(STUDY TEXT)

Primary Care and TEACH Tracks

  • In addition to the Categorical Program , we have a longstanding Primary Care Program  (since 1979) with specialized training in ambulatory medicine competencies.

  • In 2005, with a HRSA Title VII grant from the US Department of Health and Human Services, we opened a track for residents interested in caring for urban underserved populations – the TEACH Program  – which has been very successful.

  • Since 2016, the County of Sacramento expanded services to provide primary care undocumented residents of the county, with the TEACH Program leading the way in caring for this community.

Research Track

  • In 2005, we pioneered a structured Research Curriculum for all interns to help them get an early start on their scholarly work, which is especially important for those applying to fellowship.

  • In 2015, we made it elective, and renamed it the Research Track  (RT). 

  • Any intern can elect to participate, and they get dedicated time and guidance in their internship year to develop a scholarly project.

    • This prepares them for research block electives (up to one month per year) in their second and third years.

    • Interns decide if they want to participate in the Research Track in the Fall of their intern year.

    • They then start the research curriculum during their ambulatory time during the year.

  • The Research Track residents gain structured research experience and individualized mentoring with feedback on their projects.

    • Many work with subspecialty research mentors in their area of fellowship interest.

    • This structured process has been instrumental to residents accomplishing scholarly activity and publications, which makes them much stronger fellowship applicants.

    • It also helps them decide whether to pursue a scientific career in the long term.

Medical Education, Quality Improvement, and Leadership Tracks

  • These three one-year tracks were established to augment residents' training in these areas of common interest.

(End STUDY TEXT)
(EXCERPTED RECORDS)

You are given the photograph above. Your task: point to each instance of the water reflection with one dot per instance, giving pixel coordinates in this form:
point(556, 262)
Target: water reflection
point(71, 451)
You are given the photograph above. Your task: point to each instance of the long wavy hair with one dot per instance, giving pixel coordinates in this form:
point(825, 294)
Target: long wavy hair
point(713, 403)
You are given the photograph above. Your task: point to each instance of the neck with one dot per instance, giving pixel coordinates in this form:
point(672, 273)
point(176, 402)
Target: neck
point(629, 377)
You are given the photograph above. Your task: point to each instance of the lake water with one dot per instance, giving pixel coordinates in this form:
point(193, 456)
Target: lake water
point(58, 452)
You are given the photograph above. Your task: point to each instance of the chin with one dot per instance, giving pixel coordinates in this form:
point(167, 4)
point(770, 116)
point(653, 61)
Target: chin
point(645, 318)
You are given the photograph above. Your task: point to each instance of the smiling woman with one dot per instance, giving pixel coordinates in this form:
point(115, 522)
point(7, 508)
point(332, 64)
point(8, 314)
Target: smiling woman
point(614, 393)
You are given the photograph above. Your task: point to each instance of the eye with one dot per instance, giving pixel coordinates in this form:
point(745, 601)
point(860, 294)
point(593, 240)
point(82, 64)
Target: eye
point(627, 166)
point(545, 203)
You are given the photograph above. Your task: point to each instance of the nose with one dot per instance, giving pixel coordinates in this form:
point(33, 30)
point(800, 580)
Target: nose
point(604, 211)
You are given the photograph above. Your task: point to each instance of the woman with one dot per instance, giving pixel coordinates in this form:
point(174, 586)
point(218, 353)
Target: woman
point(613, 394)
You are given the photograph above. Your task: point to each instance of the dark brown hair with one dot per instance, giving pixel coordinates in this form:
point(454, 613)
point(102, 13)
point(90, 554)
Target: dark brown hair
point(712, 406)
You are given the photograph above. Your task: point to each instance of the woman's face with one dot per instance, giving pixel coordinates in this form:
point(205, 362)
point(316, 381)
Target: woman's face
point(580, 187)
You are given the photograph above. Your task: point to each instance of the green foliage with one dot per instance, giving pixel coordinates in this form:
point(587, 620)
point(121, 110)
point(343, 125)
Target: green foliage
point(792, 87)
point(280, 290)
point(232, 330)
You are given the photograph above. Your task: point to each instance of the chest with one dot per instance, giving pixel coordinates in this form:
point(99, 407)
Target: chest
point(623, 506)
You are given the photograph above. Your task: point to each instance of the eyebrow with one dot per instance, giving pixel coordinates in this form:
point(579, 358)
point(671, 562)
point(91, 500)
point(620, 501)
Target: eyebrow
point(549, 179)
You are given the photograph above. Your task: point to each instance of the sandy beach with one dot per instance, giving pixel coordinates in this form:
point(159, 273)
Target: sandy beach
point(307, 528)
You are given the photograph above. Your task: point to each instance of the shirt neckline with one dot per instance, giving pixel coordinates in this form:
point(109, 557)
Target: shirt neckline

(End EXCERPTED RECORDS)

CHECK YOUR UNDERSTANDING
1. Reproduce the passage of the residency tracks text word for word, starting at "Primary Care and" and ending at "for this community.".
2. Write the next part of the residency tracks text, picking up after its final sentence.

ANSWERS BELOW
1.
Primary Care and TEACH Tracks

  • In addition to the Categorical Program , we have a longstanding Primary Care Program  (since 1979) with specialized training in ambulatory medicine competencies.

  • In 2005, with a HRSA Title VII grant from the US Department of Health and Human Services, we opened a track for residents interested in caring for urban underserved populations – the TEACH Program  – which has been very successful.

  • Since 2016, the County of Sacramento expanded services to provide primary care undocumented residents of the county, with the TEACH Program leading the way in caring for this community.

2.
  • By design, they do not require huge time commitments, so are do-able for everyone. They are elective, but most residents choose to do one or two over their last two years.

  • In the Spring, interns and second-year residents are asked to sign up for the QI, Medical Educator, and Leadership Tracks. These tracks are not mutually exclusive, and residents may elect to participate in several during their residency. Again, our goal is to set residents up for success in their careers after residency. 

  • We have an established Medical Education Track  (MET), which includes supplemental training and mentorship experiences for residents seeking a clinician-educator career. While all residents attend advanced teaching skills seminars in their R1 and R2 years (based upon the Stanford Faculty Development Program), the MET residents receive expanded teaching skills training.

  • Our Quality Improvement Track provides additional training in hospital medicine skills, particularly in the areas of leadership and quality improvement.

  • We also have a Leadership Track, which provides supplemental training on key aspects of being a leader in medicine, including developing a vision, managing change, mentoring, communicating effectively in challenging situations, and developing your team members.